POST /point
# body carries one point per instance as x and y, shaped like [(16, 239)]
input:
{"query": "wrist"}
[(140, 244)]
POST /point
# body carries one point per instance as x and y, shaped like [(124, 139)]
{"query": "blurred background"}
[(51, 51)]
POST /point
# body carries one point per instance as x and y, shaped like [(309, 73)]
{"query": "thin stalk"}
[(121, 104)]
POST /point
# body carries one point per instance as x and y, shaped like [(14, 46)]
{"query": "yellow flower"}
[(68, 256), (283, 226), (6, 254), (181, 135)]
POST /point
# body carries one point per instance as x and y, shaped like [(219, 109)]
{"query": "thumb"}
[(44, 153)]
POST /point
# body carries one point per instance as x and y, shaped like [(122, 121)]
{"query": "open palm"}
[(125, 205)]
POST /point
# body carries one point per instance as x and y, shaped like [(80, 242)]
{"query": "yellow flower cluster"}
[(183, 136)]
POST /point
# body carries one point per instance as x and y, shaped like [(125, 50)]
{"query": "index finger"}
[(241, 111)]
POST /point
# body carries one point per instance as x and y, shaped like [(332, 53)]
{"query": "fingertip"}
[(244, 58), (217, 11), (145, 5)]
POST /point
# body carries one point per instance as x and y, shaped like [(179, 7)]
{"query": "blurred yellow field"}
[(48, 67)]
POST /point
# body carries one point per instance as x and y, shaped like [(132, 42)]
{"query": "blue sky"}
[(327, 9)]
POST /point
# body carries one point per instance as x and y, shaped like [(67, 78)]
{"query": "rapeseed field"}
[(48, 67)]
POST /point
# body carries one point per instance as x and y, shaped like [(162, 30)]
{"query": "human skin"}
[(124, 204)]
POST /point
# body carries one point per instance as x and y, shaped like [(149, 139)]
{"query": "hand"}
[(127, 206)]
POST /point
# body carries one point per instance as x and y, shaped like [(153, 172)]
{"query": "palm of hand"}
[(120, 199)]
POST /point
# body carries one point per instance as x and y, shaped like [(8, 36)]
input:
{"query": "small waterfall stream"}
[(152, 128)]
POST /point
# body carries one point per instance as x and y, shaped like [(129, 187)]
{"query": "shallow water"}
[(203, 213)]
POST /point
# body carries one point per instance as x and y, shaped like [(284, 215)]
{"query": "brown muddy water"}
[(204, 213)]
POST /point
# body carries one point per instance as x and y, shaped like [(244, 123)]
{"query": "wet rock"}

WHAT TO WORK ON -> What you should produce is an exact copy of the records above.

ANSWER BOX ->
POST /point
# body carries one point per instance as x and y, shaped like [(16, 239)]
input:
{"query": "wrist"}
[(140, 244)]
POST /point
# body carries one point per instance as x and y, shaped like [(124, 139)]
{"query": "blurred background"}
[(51, 51)]
POST /point
# body carries one point per instance as x and y, shaped like [(309, 73)]
{"query": "thin stalk"}
[(121, 104)]
POST /point
# body carries one point per instance as x and y, shaped like [(14, 46)]
{"query": "yellow flower"}
[(68, 256), (283, 226), (6, 254), (181, 135)]
POST /point
# body carries one point per instance as x and y, shaped like [(219, 109)]
{"query": "thumb"}
[(44, 153)]
POST /point
# body carries one point per instance as x and y, shaped like [(122, 121)]
{"query": "open palm"}
[(125, 205)]
POST /point
# body carries one point per instance as x and y, shaped like [(80, 242)]
{"query": "yellow flower cluster"}
[(183, 136)]
POST /point
# body carries one point per instance as x and y, shaped like [(125, 50)]
{"query": "index finger"}
[(241, 111)]
POST /point
# body carries one point per instance as x and y, shaped like [(332, 53)]
{"query": "fingertip"}
[(244, 58), (217, 11), (145, 5)]
POST /point
# body carries one point per instance as x and y, shaped like [(179, 7)]
{"query": "blurred yellow field"}
[(48, 67)]
POST /point
# body carries one point per instance as x and y, shaped like [(132, 42)]
{"query": "blue sky"}
[(327, 9)]
POST /point
# body carries one point per instance as x and y, shaped like [(67, 78)]
{"query": "rapeseed field"}
[(48, 67)]
POST /point
# body carries one point per instance as x and y, shaped like [(162, 30)]
{"query": "human skin"}
[(124, 204)]
POST /point
# body carries one point per instance as x and y, shaped like [(149, 139)]
{"query": "hand"}
[(127, 206)]
POST /point
# body carries one point per instance as x and y, shaped like [(153, 172)]
{"query": "palm of hand"}
[(120, 199)]
POST /point
# body carries one point per instance as x and y, shaped like [(8, 36)]
input:
{"query": "small waterfall stream"}
[(152, 128)]
POST /point
# body carries one point per instance as x and y, shaped like [(129, 187)]
{"query": "shallow water"}
[(203, 213)]
POST /point
# body carries one point per instance as x and y, shaped like [(284, 215)]
{"query": "brown muddy water"}
[(204, 213)]
POST /point
# body carries one point per instance as x and y, shaped like [(244, 123)]
{"query": "wet rock"}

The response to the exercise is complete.